▶ **EXERCISE GOAL**: Write out the records again, exactly. Nothing may be dropped.

▶ **RECORDS SUPPLIED**:

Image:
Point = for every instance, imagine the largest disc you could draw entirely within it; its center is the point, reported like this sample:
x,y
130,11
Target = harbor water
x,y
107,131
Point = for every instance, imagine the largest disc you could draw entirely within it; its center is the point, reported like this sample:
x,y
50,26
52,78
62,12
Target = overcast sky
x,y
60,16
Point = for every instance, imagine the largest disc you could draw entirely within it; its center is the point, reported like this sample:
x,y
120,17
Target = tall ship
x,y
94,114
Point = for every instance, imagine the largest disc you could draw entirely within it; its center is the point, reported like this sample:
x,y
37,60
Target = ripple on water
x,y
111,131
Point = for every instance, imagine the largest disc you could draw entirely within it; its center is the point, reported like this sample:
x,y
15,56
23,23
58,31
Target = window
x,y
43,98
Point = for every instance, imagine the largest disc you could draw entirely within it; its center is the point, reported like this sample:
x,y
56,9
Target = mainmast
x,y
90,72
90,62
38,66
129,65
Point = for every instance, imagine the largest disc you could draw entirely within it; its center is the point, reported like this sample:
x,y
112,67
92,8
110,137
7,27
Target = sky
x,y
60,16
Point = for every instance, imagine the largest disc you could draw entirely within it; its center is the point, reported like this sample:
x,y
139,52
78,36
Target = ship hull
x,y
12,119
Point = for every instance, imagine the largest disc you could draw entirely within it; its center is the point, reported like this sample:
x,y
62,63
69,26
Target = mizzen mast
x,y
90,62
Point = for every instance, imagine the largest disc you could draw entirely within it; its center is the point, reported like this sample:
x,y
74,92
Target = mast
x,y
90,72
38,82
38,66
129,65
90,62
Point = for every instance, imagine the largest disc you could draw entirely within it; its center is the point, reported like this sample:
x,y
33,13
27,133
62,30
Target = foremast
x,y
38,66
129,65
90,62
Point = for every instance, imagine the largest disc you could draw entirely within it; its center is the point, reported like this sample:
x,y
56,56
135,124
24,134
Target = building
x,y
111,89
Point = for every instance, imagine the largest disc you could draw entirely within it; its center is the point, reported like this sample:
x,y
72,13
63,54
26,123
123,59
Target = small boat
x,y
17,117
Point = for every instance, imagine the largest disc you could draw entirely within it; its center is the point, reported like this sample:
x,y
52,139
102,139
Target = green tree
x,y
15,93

▶ **ANSWER SPACE**:
Image:
Point = for every instance, imagine the largest disc you could draw entirely within it; its center is the point, reported like this sample:
x,y
130,11
Target = harbor water
x,y
107,131
Point = for every instance, imagine the largest disc you could draw entirely within it; its center is the point, reported like this sample:
x,y
50,26
52,78
62,12
Target = overcast sky
x,y
60,16
Point = for every instance, imagine the largest disc you could draw entirely within it; its center is the point, reported like this sample:
x,y
120,17
Target = tall ship
x,y
94,114
Point = for every instance, imagine the largest disc you could draw entirely within it; its center is the point, reported like this sample:
x,y
37,60
Target = ripple on water
x,y
111,131
Point = for every instance, imagine the largest disc you could draw entirely within it; its center is the point, reported like this sample:
x,y
15,56
23,23
58,31
Target = window
x,y
43,98
Point = for every instance, imagine the largest disc you could draw entirely within it; its center is the point, reported like this sample:
x,y
56,9
Target = mainmast
x,y
90,72
90,62
38,66
129,65
Point = for every instance, imagine the largest disc you could draw entirely within it; its center is the point, reported like this sample:
x,y
112,67
92,8
110,137
7,27
Target = sky
x,y
60,16
Point = for every instance, imagine the largest disc you could draw entirely within it; its center is the point, reported like this sample:
x,y
139,52
78,36
Target = ship hull
x,y
12,119
Point = for every instance, imagine the largest disc you could draw entirely within it; its center is the point, reported like this sample:
x,y
62,63
69,26
Target = mizzen mast
x,y
90,62
Point = for every instance, imagine the largest disc you could draw entirely within it; its center is the point, reported like this sample:
x,y
74,92
Target = mast
x,y
90,72
38,82
38,66
129,65
90,62
Point = for every instance, imagine the largest disc you could draw entirely within it; its center is the point, reported like this sample:
x,y
33,13
27,133
62,30
Target = foremast
x,y
38,66
129,65
90,62
Point = for every instance, imagine the largest disc you could draw entirely within it; its center is the point, reported like this sample:
x,y
56,56
135,124
24,134
Target = building
x,y
111,89
Point = for every instance, imagine the largest disc you could draw entirely within it; its center is the point, reported like this sample:
x,y
72,13
63,54
26,123
123,59
Target = small boat
x,y
17,117
Point = for every instance, imagine the largest disc you could draw entirely within it; its center is the point, reported like this sample:
x,y
52,139
102,139
Target = green tree
x,y
15,93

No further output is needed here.